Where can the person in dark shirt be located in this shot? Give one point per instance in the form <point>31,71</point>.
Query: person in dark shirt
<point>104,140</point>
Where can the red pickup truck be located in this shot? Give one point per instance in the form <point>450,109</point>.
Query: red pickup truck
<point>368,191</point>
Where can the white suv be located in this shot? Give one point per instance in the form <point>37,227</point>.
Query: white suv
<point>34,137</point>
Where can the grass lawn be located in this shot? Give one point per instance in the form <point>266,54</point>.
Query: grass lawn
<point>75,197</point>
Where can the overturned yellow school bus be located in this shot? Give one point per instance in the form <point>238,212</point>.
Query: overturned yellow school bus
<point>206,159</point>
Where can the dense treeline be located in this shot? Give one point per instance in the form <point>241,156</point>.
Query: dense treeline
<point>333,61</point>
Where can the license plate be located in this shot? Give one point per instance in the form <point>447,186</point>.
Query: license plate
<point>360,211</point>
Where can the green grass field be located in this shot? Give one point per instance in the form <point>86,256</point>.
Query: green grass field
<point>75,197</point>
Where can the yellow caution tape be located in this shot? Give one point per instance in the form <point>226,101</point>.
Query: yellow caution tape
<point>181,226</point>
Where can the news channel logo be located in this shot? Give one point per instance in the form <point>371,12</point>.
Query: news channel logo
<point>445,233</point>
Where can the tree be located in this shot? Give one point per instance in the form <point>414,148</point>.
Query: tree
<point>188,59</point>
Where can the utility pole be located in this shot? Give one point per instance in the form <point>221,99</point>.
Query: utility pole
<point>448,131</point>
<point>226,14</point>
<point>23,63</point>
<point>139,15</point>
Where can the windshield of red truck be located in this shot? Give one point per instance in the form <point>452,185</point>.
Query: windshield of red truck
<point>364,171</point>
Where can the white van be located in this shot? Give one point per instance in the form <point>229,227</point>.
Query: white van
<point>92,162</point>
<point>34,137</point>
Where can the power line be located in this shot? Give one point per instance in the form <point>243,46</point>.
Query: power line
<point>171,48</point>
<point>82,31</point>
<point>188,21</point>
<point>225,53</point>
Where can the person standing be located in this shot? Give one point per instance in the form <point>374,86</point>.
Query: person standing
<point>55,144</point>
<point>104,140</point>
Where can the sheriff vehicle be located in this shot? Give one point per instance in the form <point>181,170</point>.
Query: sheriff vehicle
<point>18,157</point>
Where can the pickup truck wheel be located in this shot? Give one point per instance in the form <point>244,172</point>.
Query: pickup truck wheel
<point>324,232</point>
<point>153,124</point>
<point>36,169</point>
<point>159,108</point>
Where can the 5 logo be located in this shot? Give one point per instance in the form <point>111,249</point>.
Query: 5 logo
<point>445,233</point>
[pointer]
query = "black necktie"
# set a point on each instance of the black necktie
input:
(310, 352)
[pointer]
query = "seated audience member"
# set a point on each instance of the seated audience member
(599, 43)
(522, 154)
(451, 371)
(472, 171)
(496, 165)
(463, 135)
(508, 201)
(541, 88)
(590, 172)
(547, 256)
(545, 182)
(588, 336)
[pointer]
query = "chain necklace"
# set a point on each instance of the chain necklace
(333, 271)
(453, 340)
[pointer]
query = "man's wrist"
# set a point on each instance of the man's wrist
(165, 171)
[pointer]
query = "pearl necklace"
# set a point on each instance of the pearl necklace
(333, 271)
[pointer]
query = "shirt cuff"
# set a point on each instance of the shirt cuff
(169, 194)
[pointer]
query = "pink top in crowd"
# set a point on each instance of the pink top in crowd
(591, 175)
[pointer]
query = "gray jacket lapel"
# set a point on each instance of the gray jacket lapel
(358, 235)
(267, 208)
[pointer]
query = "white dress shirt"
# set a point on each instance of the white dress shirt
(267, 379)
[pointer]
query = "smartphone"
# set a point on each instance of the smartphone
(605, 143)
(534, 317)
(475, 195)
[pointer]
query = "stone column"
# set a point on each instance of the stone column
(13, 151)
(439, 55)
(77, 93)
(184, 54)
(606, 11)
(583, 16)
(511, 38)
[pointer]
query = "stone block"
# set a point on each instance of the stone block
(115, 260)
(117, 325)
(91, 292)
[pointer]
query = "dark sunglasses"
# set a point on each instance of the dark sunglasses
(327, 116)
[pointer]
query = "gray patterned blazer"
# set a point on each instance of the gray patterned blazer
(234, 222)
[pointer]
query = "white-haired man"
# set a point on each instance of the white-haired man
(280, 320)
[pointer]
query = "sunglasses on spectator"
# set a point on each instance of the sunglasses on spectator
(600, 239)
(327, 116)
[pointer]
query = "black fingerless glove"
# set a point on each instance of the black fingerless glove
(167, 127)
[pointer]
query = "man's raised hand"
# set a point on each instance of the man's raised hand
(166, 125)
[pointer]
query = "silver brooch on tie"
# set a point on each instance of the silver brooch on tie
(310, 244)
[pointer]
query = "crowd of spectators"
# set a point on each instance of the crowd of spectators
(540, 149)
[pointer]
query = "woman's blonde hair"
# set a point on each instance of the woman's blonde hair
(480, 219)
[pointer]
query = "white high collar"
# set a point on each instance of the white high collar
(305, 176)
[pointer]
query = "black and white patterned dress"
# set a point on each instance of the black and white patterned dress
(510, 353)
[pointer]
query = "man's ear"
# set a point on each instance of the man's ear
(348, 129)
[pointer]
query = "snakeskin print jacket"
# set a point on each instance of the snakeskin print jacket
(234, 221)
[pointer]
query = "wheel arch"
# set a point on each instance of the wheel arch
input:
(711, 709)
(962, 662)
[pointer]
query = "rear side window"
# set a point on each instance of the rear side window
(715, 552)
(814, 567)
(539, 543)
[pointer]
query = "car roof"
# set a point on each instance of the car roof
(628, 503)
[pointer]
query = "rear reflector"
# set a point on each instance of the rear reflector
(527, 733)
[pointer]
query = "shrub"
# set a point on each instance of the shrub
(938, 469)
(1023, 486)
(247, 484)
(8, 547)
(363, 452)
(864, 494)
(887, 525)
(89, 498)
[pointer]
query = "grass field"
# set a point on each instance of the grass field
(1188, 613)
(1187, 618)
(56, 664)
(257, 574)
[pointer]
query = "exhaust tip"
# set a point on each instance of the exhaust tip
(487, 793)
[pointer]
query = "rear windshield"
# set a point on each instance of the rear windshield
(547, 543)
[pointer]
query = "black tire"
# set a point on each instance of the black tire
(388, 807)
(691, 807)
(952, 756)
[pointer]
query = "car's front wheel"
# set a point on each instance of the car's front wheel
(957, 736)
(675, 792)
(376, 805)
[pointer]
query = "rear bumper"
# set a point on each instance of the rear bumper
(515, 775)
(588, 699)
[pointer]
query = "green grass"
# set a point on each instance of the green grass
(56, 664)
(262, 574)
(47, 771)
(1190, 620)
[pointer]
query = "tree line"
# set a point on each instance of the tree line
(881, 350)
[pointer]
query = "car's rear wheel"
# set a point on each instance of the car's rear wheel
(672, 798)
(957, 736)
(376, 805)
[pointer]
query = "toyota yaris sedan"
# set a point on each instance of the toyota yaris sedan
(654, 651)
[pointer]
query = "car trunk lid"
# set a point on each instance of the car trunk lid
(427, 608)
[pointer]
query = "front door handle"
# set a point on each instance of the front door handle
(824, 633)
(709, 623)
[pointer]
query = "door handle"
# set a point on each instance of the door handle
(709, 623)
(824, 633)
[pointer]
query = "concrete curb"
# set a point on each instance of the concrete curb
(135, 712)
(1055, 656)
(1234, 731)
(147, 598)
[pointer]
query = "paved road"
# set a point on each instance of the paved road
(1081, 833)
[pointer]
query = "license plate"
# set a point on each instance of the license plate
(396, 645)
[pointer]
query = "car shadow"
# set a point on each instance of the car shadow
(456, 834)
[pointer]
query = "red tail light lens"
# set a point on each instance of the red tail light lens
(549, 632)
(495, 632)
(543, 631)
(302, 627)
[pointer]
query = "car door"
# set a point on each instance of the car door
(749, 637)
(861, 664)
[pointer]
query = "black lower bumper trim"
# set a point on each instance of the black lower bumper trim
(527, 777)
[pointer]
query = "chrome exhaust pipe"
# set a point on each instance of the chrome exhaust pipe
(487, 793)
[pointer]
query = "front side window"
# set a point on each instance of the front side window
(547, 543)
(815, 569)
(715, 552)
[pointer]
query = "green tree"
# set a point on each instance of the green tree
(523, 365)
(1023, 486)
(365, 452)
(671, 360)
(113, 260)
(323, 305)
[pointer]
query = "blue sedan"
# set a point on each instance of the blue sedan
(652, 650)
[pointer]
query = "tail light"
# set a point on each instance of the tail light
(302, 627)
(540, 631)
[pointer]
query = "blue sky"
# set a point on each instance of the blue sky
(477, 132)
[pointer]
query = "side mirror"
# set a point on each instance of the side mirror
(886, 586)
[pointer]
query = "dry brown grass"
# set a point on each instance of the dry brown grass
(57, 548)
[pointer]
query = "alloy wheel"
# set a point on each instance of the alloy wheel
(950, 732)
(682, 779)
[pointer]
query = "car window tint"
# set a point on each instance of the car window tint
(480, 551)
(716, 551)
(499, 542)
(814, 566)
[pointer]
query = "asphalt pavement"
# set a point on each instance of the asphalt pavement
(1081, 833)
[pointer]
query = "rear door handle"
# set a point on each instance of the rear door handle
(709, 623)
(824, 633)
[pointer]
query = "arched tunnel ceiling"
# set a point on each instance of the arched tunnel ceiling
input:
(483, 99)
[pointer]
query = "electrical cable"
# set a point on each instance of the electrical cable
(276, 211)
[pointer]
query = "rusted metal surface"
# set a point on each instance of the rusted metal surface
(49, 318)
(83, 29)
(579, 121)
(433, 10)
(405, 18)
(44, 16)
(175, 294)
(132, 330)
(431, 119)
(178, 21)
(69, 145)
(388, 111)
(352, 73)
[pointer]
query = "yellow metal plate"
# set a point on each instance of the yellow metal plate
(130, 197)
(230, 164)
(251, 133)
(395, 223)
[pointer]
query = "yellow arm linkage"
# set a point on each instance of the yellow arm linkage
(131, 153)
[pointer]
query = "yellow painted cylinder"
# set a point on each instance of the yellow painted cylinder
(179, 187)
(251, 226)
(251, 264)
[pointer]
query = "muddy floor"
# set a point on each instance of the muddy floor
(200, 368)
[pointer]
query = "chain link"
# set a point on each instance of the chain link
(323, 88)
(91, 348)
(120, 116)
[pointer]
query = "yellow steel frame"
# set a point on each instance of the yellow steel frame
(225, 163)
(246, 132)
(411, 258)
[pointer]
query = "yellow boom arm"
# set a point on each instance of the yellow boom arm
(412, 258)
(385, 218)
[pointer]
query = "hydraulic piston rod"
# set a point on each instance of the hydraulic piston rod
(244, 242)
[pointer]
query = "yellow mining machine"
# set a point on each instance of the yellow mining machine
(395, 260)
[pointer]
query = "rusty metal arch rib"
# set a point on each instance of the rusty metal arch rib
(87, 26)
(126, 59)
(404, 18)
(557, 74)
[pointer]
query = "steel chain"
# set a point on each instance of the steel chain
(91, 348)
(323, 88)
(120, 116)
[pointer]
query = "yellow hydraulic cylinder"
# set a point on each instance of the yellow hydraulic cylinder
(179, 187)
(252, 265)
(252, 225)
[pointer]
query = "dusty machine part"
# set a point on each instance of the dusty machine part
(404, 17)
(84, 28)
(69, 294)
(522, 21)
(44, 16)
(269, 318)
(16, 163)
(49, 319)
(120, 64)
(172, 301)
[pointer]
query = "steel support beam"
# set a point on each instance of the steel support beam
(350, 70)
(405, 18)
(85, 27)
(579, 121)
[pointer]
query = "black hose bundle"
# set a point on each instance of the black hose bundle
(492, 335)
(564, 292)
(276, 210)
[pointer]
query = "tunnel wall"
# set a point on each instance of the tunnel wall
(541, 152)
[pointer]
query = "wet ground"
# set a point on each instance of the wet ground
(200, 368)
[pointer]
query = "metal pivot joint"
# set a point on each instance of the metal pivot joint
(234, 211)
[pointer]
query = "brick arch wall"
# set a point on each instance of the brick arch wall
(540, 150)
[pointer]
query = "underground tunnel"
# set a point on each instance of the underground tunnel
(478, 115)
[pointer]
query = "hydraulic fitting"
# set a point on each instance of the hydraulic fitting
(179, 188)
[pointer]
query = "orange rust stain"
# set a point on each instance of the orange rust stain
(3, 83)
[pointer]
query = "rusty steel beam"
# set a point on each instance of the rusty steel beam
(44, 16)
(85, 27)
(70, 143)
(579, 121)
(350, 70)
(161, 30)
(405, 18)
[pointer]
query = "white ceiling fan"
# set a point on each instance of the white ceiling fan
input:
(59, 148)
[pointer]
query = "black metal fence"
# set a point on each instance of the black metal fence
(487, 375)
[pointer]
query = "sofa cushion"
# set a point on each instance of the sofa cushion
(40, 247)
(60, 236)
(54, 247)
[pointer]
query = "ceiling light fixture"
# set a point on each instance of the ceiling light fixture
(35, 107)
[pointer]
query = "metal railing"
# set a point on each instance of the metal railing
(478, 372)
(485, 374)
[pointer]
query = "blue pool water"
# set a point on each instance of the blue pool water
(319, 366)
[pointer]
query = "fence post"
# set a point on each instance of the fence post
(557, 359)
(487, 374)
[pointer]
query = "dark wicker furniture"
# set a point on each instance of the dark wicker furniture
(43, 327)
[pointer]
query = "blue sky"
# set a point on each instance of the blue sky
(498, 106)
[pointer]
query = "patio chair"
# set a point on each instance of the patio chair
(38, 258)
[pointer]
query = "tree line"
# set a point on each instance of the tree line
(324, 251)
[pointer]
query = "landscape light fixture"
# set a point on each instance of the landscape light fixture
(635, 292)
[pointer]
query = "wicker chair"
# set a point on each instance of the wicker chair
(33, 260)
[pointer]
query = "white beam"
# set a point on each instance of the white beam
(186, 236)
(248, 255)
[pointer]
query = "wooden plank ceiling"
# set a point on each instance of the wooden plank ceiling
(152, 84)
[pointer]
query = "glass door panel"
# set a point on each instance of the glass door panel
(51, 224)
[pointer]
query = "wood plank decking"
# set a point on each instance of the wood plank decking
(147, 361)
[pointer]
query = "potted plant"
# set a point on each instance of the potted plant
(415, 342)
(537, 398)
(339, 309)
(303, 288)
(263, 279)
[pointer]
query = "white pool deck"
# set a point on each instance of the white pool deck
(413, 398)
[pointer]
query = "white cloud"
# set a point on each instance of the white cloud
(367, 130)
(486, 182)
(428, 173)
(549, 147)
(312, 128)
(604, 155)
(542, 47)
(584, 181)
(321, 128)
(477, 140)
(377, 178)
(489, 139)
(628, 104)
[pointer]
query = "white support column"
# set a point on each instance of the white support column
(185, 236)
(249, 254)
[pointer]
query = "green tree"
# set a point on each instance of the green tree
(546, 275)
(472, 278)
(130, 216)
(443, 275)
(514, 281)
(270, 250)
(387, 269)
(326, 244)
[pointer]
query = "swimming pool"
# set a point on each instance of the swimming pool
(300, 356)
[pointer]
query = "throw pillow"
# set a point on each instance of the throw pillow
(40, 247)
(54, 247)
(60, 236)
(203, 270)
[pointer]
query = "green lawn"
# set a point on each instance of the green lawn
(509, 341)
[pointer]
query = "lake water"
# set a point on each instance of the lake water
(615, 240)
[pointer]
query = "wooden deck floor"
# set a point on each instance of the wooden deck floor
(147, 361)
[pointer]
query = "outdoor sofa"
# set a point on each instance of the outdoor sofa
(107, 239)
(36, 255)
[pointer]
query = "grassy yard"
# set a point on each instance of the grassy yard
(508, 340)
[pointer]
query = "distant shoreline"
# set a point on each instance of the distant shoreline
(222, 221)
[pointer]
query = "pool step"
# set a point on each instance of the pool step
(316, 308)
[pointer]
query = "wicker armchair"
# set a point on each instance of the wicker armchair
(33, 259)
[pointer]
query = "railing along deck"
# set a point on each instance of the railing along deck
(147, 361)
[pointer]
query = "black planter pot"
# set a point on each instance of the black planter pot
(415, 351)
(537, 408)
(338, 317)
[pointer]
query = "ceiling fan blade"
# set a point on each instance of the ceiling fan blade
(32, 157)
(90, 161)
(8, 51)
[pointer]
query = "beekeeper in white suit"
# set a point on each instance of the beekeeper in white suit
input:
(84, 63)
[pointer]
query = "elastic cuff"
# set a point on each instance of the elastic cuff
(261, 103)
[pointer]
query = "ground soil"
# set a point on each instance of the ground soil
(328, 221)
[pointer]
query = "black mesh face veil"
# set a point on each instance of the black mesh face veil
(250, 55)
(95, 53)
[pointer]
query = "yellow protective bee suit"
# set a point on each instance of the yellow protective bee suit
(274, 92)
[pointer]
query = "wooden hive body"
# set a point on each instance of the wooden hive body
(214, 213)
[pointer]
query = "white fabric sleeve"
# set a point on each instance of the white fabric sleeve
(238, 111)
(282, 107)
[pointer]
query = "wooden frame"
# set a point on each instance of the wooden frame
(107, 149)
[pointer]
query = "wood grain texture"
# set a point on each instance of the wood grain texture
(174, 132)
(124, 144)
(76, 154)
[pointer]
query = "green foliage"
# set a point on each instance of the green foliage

===

Please work out the number of lines in the listing that hold "beekeeper". Nothing besides the number is wanted.

2